### GIVEN TEXT

BD: Many. You’re right.
RS: And that is, you know, the real disconnect here. It’s–because forget about just its–the immorality of being indifferent to the suffering of others. It means that you yourself have become so tribal, so personal, that the people you care about are only the people that are in your family, your social circle, your clan, or what have you. Then you will reach out. You know, and it’s interesting, I have these statistics from the Federal Reserve that a very large number of people in this country live paycheck to paycheck. OK, well, if that paycheck dries up, and you don’t have family, and you don’t have savings–which most of these people don’t; that’s what it means to live from paycheck to paycheck–what are you going to be other than homeless?
BD: Right. That’s why we see the homeless community growing in Los Angeles. Because more people are falling into homelessness for those reasons, every day, than we can possibly move into housing. And those are the structural gaps and the class issue that you’re talking about, that has never been addressed in the last 50 or 60 years by a politician of any background.

### REQUIRED TASK A
Pick out each line of the entries that contains the word "room", and copy those lines.
### REQUIRED TASK B
Please write the next part of the homelessness interview, starting after its last line.
The homelessness interview and the entries come from separate, unrelated sources.

### RECORDS FOR THE TASK
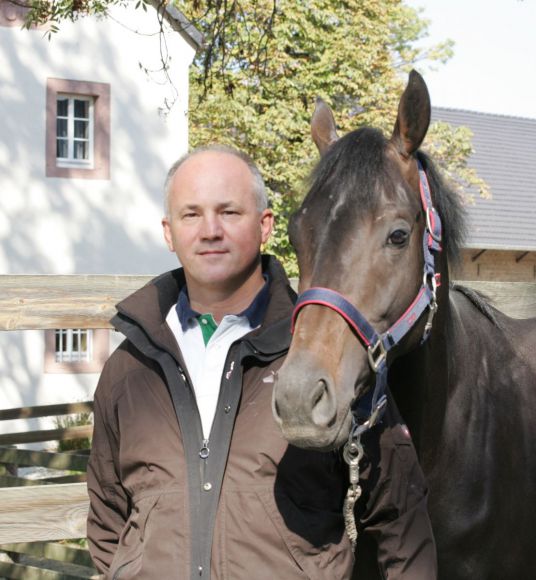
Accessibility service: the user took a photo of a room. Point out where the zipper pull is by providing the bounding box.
[199,439,210,459]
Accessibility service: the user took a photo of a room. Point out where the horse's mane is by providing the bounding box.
[417,151,466,264]
[451,284,502,328]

### TASK RESULT A
Accessibility service: the user took a photo of a room. Point out where the zipper pull is by providing the bounding box.
Accessibility service: the user took a photo of a room. Point out where the horse's mane is by providing the bounding box.

### TASK RESULT B
RS: Well. So what’s going to happen now? I mean, our mayor–right, Garcetti, who was going to run for president, but this reality sort of haunted him–right?
BD: Yeah.
RS: You know, people were–wait a minute, clean up your own town. Ah, what–really, I mean, what’s going to keep you going? Are you going to burn out?
BD: No, I’m not going to burn out.
RS: So what are the successes? Tell me a good say.
BD: So, I mean, a great day is–you know, today, for example, there’s an organized group of folks who are trying to protect the rights of folks living on our streets, because there’s nowhere else for people to go. And we’ve gotten to a place where the City of L.A. may need to rescind their law that makes it illegal to sit or sleep on the sidewalk, even though they’re short tens of thousands of shelter and housing beds. That’s a long fight that people have been in. A good day is when, you know–and it isn’t about one person, but it is a great day when one person moves off the streets into a house that we have, that we operate in Venice. Because that is life-changing and community-changing. It’s a great day when we had our Rose Apartments approved for–we’re going to break ground in January on 35 new homes in Venice, again for the first time in 20 years.
RS: Is that on the lot that’s contested?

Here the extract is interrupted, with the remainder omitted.